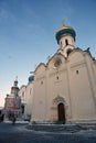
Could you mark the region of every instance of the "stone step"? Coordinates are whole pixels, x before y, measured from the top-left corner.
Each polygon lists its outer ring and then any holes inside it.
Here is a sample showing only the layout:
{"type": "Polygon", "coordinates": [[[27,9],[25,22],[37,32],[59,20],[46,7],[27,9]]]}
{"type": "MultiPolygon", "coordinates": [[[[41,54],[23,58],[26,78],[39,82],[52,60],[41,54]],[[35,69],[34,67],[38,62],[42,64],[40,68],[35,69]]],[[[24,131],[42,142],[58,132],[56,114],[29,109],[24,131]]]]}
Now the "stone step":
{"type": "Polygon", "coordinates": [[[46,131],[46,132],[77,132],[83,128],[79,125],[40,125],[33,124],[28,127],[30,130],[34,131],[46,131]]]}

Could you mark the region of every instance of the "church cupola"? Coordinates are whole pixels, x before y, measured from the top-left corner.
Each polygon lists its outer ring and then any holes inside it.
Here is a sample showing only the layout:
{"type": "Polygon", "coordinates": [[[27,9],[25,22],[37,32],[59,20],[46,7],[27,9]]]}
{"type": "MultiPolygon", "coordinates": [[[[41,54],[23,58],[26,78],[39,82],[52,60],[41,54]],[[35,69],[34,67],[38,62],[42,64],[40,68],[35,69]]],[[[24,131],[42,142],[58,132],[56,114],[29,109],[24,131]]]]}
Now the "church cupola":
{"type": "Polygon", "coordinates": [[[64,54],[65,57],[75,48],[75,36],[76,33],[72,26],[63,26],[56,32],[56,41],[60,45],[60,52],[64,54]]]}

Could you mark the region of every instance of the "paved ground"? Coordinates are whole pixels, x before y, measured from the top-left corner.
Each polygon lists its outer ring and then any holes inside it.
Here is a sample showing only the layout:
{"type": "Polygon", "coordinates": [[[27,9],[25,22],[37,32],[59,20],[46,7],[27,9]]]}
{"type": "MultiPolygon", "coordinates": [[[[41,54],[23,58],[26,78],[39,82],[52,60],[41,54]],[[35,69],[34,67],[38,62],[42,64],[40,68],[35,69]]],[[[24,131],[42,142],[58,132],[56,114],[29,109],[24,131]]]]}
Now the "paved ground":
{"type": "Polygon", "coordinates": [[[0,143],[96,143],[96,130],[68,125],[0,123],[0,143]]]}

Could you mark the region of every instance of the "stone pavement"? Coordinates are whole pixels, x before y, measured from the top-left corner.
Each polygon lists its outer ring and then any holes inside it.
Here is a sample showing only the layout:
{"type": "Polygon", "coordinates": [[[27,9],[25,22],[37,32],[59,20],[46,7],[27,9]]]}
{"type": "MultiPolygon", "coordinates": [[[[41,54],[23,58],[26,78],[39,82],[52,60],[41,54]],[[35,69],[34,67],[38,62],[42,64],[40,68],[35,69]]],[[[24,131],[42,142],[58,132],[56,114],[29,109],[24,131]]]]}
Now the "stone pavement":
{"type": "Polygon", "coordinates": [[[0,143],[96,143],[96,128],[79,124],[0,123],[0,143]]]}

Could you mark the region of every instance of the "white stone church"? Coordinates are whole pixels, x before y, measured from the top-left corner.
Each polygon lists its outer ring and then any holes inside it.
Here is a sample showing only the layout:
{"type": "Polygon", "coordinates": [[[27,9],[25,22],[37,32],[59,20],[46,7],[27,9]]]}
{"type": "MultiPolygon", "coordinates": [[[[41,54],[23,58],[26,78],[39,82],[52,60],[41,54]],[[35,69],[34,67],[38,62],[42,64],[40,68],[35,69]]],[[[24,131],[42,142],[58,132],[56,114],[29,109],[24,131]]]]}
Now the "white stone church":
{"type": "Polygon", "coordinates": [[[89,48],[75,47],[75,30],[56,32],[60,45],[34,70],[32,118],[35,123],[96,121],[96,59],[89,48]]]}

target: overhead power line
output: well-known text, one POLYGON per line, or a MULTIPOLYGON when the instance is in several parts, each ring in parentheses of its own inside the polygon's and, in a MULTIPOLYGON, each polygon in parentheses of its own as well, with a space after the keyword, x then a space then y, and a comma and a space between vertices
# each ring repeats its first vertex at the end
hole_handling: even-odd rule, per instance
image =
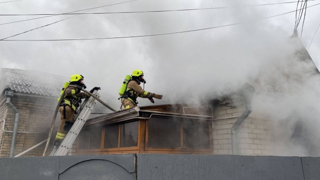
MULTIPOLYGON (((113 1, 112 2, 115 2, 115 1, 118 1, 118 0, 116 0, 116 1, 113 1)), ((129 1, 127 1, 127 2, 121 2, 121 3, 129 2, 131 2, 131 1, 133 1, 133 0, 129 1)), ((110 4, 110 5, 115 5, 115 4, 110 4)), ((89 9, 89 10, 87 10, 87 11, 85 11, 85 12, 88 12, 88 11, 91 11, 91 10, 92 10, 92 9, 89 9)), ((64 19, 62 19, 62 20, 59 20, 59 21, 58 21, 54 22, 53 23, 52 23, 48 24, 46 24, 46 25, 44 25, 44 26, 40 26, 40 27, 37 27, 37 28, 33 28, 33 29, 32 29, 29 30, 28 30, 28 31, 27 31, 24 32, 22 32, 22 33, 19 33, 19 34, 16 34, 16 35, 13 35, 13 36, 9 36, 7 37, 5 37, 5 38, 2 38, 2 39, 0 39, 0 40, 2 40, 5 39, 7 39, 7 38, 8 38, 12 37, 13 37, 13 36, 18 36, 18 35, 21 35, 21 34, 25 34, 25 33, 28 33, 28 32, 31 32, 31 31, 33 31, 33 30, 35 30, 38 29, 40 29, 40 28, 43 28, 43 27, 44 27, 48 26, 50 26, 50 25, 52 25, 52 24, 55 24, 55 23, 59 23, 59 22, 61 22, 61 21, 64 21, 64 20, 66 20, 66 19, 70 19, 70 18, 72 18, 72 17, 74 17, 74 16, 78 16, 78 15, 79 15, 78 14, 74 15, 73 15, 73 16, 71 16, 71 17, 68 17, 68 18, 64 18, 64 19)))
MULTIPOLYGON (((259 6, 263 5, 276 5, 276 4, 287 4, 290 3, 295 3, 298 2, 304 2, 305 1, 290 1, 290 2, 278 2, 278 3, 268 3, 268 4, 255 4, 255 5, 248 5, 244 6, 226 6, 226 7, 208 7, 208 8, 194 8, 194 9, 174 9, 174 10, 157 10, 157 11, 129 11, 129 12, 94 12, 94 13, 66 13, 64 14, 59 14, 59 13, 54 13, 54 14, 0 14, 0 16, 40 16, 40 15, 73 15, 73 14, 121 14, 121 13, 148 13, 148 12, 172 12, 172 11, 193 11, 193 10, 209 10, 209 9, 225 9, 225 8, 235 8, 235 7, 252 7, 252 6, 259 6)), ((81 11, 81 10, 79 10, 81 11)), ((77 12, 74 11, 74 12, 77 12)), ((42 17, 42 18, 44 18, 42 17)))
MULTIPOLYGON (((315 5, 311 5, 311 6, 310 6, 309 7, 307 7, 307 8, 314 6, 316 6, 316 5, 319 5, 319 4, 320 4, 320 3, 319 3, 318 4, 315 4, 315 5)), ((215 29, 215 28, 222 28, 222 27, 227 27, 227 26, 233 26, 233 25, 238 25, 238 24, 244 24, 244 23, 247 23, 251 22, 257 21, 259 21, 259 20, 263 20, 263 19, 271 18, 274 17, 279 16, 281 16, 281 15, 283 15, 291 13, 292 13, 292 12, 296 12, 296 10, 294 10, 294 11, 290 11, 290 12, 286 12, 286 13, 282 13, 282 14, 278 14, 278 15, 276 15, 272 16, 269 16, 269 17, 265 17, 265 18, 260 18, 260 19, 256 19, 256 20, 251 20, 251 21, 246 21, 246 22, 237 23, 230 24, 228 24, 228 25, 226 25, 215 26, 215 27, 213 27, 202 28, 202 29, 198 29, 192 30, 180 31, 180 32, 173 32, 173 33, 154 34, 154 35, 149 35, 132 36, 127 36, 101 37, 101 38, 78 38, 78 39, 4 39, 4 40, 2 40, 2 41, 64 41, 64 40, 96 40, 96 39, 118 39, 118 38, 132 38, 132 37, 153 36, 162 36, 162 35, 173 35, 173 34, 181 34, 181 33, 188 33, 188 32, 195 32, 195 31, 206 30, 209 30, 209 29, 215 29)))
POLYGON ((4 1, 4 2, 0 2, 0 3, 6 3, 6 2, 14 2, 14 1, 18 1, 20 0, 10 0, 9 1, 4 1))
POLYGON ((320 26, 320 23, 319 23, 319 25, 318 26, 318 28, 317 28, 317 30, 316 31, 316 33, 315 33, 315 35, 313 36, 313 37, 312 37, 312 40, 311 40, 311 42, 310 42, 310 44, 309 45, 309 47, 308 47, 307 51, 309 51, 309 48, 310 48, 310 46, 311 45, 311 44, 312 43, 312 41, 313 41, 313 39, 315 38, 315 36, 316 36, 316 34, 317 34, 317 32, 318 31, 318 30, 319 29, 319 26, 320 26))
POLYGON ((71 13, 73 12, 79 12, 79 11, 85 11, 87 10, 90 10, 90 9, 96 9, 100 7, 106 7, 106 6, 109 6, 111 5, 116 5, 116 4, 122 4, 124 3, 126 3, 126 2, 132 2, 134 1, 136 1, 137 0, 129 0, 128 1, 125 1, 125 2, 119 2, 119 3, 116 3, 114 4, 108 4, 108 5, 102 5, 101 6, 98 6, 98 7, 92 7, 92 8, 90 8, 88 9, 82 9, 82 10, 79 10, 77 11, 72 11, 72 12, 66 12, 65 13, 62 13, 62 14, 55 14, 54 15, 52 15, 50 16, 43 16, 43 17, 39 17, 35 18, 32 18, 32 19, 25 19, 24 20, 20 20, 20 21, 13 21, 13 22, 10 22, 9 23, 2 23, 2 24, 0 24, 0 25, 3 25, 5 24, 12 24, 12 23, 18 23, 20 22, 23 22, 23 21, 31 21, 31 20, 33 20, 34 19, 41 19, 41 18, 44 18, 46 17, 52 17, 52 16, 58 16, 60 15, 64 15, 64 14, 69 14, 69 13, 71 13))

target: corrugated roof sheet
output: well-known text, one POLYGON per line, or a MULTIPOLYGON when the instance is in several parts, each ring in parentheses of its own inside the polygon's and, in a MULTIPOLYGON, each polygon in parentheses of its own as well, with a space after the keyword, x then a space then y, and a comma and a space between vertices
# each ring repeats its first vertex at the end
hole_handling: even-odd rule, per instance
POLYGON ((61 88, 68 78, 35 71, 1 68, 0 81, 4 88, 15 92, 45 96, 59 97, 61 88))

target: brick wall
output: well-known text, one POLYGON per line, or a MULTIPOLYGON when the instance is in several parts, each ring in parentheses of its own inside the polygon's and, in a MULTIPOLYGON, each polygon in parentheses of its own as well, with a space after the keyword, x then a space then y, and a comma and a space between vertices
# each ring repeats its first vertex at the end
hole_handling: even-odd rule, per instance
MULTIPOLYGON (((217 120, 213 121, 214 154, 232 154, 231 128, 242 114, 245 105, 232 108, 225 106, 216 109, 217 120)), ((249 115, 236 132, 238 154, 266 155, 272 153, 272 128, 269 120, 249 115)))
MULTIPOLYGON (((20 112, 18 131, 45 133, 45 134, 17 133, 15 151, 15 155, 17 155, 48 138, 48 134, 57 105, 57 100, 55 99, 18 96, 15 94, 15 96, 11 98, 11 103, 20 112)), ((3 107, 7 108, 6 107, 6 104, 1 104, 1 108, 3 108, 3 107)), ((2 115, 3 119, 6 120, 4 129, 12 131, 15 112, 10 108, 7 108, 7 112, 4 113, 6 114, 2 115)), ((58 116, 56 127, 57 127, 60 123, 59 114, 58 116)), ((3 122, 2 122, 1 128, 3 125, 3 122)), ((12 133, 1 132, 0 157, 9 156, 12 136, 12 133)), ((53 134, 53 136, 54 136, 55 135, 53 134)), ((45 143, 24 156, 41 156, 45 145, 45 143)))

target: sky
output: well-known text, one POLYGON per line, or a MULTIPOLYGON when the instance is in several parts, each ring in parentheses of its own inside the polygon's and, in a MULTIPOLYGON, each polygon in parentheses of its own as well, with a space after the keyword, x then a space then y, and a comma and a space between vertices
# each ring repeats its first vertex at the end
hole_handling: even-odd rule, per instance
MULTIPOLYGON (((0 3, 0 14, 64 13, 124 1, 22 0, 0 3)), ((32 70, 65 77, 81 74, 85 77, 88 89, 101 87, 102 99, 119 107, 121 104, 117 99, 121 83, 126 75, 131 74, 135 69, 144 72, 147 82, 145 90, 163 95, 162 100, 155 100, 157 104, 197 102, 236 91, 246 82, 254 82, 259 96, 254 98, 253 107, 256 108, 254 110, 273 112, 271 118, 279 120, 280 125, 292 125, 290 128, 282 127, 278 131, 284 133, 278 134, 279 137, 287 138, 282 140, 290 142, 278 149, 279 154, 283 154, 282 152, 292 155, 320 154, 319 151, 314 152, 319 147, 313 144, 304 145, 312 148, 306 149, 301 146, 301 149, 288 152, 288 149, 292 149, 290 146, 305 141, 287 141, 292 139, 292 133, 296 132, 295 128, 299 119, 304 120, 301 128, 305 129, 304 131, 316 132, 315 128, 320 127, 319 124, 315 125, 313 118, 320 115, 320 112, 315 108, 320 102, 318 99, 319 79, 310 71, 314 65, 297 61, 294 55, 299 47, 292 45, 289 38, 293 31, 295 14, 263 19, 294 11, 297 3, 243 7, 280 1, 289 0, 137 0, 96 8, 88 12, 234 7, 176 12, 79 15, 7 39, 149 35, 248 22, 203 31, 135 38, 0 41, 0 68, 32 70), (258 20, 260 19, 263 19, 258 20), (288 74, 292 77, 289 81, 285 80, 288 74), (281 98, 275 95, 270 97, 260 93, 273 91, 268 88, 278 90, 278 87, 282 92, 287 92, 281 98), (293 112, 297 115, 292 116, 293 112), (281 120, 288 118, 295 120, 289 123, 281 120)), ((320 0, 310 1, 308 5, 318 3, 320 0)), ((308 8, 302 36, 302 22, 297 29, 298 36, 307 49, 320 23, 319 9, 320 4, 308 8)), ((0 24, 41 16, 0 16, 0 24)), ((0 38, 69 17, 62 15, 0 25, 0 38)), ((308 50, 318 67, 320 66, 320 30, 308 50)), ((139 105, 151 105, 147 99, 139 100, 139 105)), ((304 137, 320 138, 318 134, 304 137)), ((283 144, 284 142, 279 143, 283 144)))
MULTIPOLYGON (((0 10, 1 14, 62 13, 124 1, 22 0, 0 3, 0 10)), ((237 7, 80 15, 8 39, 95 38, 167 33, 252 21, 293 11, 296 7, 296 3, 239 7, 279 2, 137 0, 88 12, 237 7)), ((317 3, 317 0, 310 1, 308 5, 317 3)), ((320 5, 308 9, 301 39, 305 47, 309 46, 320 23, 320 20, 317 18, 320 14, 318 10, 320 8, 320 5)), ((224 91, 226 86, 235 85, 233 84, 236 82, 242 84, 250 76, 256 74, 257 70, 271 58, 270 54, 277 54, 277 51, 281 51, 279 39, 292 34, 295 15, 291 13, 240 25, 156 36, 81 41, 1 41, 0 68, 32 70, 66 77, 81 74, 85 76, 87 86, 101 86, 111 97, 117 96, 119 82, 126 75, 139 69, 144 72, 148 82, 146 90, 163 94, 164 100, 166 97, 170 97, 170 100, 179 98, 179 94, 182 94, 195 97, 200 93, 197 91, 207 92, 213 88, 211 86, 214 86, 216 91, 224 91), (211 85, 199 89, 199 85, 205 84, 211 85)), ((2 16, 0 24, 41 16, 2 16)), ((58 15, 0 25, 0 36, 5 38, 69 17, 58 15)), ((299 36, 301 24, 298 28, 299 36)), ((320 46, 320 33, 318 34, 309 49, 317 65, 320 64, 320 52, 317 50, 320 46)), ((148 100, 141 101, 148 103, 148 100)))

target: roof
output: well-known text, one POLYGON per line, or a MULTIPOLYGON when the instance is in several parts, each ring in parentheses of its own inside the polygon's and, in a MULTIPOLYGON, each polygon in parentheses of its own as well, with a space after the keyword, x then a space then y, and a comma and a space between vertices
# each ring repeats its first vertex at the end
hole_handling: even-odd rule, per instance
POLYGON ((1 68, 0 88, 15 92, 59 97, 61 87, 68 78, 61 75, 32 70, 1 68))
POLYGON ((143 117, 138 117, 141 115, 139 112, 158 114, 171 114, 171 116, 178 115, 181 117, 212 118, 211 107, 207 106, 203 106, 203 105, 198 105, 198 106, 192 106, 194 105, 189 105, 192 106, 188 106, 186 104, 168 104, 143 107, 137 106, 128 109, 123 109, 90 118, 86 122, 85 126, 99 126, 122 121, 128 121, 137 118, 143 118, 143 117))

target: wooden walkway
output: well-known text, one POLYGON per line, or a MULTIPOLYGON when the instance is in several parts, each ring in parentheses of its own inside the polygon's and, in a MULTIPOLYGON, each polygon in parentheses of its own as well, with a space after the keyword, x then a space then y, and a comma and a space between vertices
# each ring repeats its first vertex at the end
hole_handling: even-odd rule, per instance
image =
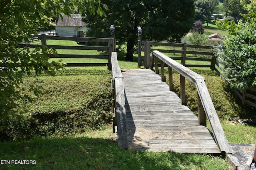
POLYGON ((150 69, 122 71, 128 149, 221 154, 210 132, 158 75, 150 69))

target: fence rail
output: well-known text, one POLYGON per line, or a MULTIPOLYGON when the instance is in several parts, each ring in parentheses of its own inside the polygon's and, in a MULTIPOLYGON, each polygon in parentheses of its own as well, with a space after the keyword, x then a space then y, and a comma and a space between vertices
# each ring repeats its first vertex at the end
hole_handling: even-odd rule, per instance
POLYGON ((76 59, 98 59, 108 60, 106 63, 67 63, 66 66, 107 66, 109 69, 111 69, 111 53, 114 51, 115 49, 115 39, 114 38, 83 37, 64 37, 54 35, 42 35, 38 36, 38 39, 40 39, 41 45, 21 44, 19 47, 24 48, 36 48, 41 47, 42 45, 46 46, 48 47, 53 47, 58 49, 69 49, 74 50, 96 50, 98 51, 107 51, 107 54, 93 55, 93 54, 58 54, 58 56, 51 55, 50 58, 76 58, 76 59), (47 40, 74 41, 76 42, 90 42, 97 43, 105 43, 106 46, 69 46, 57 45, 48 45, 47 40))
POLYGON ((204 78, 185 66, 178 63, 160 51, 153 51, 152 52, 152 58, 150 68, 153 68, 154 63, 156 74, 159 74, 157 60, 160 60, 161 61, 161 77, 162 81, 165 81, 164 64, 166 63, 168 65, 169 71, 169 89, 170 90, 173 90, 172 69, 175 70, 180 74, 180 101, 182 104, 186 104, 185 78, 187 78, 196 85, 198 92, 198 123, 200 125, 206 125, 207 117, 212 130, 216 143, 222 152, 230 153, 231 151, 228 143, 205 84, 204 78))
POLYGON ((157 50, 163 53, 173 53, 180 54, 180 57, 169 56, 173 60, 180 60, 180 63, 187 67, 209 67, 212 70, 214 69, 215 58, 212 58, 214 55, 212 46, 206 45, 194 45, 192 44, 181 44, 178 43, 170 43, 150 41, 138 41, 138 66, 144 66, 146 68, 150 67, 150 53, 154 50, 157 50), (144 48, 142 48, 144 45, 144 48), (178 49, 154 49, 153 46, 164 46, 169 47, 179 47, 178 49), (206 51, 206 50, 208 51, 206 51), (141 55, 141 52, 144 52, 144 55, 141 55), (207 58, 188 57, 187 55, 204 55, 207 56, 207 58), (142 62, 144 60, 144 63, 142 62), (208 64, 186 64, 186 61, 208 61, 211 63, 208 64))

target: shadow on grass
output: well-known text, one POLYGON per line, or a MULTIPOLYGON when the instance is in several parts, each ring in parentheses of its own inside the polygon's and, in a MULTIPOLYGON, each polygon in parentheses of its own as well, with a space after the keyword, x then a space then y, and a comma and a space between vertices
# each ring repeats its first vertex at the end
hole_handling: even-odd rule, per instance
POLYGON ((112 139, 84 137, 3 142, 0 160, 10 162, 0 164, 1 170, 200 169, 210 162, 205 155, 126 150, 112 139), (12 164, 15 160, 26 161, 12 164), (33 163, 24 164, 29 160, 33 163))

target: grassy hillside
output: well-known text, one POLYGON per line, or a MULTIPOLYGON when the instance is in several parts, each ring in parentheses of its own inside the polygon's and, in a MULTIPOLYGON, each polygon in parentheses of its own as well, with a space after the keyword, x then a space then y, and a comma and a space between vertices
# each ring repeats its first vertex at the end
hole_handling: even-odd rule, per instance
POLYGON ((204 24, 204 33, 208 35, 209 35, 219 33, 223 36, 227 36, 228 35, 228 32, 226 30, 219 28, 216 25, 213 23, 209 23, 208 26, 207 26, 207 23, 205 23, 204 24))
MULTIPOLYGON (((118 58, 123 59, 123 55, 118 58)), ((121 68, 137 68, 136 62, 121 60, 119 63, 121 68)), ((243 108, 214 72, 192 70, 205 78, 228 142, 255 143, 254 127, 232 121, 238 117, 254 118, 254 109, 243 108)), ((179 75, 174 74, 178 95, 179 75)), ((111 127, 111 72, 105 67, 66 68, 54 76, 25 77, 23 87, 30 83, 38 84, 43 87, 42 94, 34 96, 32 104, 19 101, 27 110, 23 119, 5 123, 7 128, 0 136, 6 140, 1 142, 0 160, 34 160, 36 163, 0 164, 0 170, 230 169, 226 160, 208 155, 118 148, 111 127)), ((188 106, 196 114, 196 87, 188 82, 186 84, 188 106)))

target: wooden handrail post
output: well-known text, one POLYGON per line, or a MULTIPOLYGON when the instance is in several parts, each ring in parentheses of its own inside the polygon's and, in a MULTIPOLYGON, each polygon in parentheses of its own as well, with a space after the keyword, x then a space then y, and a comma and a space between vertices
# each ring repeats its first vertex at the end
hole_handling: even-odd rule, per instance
##############################
● **The request**: Quote the lines of the listing above that run from the line with "target: wooden handrail post" through its last line, both included, and nothing else.

● **Solved problem**:
target: wooden handrail post
output: well-known text, one POLYGON per line, or a MULTIPOLYGON when the instance is in several parts, each ring in parentheses of its own inside the polygon's and, in a MULTIPOLYGON, each polygon in parentheses of its own as well, with a space after the keyword, x then a space then y, and a comma and a space between vertices
# each ring repeats its first vertex at the end
hole_handling: even-odd rule, per instance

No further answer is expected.